> _EXERCISES TO COMPLETE_
1. Output the section of the text on alignment-grade agentic systems between "The four surfaces are" and "in short form.", inclusive.
2. Carry on the text about the four SACS surfaces of an agentic deployment, picking up after its final sentence.

> _SUPPLIED PASSAGE_
# # # # # # #
These three together — external attestation, independent lineage, non-repudiation under adversarial conditions — are what alignment-grade means in the strict sense. Anything less is coordination-grade, regardless of how sophisticated the implementation looks. An audit log produced by the system whose actions are being audited is not alignment-grade. A signature whose verification depends on the signer’s own claim of identity is not alignment-grade. A retrieval record produced by the same agent that performed the retrieval is not alignment-grade.

The four surfaces are the architectural locations where these three conditions have to hold simultaneously for an agentic system in clinical scope.

The four surfaces (SACS)

The substrate of an agentic deployment is not a single thing. It is four distinct surfaces, each with its own provenance and authorization questions, each requiring alignment-grade properties to be structurally enforceable rather than coordination-grade.

For brevity throughout this post and the rest of the series, Luminity refers to these four surfaces by their short names: Source, Action, Context, Scope — SACS. Each is defined formally here, then used in short form.
# # # # # # #
> _SOURCE MATERIAL_

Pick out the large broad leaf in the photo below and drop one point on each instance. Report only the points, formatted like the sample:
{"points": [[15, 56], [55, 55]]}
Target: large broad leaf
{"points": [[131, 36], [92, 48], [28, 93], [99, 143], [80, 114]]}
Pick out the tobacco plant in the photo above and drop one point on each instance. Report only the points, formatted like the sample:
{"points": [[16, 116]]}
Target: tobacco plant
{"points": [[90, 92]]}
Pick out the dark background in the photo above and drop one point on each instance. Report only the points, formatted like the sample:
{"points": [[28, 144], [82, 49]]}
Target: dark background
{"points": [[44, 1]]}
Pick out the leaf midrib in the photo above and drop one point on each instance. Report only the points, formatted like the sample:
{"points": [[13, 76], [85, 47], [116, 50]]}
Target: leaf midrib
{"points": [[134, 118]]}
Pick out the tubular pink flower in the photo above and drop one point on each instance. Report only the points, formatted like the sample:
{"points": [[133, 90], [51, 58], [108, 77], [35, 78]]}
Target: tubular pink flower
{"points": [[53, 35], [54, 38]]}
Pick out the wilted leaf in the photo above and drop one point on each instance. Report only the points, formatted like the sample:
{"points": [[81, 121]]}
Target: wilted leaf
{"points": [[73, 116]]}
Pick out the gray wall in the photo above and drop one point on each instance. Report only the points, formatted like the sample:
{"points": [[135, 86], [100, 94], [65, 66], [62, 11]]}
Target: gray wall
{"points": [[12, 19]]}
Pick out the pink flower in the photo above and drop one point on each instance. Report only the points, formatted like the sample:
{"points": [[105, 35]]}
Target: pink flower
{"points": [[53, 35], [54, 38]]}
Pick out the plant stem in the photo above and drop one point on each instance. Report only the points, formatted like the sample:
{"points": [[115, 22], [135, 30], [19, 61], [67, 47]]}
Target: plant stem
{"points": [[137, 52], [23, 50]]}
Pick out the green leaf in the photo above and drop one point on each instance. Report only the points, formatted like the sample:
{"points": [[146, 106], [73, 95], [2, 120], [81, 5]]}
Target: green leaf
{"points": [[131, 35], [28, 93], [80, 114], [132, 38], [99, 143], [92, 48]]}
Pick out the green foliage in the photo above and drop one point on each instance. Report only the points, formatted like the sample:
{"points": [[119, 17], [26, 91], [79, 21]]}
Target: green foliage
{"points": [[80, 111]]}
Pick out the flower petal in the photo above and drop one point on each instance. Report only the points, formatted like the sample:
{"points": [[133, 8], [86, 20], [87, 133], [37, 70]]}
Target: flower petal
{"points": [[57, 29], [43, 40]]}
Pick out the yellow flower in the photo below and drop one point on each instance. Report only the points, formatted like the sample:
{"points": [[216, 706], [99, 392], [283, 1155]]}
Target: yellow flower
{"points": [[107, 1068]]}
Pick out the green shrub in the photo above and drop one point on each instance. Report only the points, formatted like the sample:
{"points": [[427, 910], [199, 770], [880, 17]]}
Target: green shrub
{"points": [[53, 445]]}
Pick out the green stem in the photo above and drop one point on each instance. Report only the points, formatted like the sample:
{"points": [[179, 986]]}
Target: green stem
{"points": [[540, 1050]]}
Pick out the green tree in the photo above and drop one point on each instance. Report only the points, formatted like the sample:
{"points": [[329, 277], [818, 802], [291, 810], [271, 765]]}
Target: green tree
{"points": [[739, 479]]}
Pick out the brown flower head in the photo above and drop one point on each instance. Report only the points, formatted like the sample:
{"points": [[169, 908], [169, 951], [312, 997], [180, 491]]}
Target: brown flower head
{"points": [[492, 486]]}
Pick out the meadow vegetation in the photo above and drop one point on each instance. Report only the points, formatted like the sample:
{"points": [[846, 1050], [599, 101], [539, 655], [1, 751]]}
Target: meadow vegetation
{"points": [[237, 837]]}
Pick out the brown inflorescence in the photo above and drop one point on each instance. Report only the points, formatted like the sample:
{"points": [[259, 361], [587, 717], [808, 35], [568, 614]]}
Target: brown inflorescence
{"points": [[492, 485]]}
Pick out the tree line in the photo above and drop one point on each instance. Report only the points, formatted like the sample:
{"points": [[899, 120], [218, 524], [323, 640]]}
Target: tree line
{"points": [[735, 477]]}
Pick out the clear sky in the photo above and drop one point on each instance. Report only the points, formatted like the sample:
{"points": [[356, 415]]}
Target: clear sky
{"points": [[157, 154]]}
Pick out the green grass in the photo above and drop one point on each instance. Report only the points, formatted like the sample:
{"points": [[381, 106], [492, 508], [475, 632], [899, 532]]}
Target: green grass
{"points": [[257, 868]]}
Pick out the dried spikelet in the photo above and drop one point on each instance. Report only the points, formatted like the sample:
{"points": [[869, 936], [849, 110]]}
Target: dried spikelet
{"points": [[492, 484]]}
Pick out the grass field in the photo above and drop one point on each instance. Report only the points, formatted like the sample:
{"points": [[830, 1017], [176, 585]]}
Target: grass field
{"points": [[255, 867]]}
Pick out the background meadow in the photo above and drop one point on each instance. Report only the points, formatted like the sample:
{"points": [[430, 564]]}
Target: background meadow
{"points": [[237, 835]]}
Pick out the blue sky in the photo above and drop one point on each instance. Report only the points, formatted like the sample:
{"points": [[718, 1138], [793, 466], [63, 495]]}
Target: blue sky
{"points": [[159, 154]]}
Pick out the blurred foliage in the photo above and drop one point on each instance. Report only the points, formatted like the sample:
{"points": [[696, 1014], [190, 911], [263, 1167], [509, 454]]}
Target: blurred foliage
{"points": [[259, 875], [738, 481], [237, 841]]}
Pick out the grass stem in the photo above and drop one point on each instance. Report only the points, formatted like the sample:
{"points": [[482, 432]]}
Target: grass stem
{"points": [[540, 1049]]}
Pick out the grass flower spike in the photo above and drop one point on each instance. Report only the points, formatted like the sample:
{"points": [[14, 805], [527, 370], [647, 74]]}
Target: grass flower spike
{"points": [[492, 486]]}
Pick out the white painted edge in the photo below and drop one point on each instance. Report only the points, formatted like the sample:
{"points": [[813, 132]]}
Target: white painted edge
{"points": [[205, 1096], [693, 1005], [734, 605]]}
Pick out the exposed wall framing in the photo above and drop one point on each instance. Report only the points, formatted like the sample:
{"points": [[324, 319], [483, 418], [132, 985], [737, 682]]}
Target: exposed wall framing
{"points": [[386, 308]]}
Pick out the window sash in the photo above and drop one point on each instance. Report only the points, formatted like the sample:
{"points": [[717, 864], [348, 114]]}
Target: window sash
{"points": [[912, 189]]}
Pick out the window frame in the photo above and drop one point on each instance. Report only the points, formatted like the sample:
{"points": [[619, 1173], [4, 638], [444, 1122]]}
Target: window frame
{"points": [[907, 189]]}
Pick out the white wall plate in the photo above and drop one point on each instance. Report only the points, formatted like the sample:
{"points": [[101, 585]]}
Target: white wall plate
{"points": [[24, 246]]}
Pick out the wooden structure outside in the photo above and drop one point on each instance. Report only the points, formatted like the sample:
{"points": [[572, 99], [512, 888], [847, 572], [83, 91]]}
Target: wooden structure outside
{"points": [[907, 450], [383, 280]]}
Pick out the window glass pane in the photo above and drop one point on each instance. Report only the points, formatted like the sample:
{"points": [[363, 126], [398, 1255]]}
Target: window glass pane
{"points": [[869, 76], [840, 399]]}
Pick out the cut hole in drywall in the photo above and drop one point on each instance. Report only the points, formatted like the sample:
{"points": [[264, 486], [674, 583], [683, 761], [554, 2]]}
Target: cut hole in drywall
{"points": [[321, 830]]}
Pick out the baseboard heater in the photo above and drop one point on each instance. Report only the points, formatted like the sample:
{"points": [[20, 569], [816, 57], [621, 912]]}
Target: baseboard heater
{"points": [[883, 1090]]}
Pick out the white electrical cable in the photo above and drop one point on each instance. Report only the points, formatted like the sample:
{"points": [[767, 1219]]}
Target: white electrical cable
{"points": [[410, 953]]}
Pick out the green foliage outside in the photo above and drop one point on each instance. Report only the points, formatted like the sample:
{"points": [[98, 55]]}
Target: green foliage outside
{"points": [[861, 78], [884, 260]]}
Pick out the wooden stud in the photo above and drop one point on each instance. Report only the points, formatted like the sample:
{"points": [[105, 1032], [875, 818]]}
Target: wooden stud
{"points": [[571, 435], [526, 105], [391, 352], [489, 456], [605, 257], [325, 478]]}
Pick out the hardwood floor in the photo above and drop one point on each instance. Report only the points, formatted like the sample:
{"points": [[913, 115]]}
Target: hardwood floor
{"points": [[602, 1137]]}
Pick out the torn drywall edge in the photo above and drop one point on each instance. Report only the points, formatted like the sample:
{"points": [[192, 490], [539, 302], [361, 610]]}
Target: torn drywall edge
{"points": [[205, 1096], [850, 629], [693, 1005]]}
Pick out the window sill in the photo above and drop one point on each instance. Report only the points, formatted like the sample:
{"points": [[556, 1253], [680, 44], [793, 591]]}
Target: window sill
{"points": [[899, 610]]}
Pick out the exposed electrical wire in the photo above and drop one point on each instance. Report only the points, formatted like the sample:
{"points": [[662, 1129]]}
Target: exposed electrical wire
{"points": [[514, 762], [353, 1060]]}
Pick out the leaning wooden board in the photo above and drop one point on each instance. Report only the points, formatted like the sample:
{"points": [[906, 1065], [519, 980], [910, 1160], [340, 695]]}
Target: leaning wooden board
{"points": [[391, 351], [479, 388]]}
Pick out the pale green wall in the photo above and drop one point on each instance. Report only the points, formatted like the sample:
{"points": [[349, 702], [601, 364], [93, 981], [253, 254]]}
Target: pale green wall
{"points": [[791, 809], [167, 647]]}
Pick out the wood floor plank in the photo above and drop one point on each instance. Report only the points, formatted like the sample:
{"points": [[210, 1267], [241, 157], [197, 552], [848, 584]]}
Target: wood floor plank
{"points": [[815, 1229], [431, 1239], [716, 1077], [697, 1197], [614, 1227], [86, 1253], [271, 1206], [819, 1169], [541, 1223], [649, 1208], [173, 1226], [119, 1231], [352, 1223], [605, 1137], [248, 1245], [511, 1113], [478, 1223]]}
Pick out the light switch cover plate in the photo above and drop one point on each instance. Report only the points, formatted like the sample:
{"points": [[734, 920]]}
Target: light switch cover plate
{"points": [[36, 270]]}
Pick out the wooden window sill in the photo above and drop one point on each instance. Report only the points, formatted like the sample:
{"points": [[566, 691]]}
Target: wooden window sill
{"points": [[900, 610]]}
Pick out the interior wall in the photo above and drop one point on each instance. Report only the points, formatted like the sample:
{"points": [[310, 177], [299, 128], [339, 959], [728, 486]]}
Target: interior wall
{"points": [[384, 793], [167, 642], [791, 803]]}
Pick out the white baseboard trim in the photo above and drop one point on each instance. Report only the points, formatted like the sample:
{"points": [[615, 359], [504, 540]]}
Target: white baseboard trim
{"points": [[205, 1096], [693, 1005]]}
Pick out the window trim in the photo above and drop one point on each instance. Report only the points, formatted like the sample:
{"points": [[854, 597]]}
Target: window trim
# # # # # # #
> _SOLVED TASKS_
1.
The four surfaces are the architectural locations where these three conditions have to hold simultaneously for an agentic system in clinical scope.

The four surfaces (SACS)

The substrate of an agentic deployment is not a single thing. It is four distinct surfaces, each with its own provenance and authorization questions, each requiring alignment-grade properties to be structurally enforceable rather than coordination-grade.

For brevity throughout this post and the rest of the series, Luminity refers to these four surfaces by their short names: Source, Action, Context, Scope — SACS. Each is defined formally here, then used in short form.

2.
Source — Tool-Response Provenance

Every tool the agent invokes — every API call, every retrieval, every external service request, every database query — produces an artifact that re-enters the agent’s working context. The Source surface is the provenance and authorization layer for these tool responses. The structural questions are whether the response is attested by the system that produced it with an external signature that survives transport; whether the version, configuration, and freshness of the responding system are independently auditable; and whether the agent’s claim that it invoked tool X can verify against the tool’s record that it received the call from this specific session.

In current deployments, tool responses typically arrive as data with at most TLS attestation of transport — which establishes confidentiality between endpoints but not provenance of the artifact content across the agent’s working memory. The agent’s claim that “I called the lab system and it returned this value” is the only record of what was called. The lab system’s matching record, if it exists, is not bound to the artifact the agent then uses. Source provenance is almost universally coordination-grade.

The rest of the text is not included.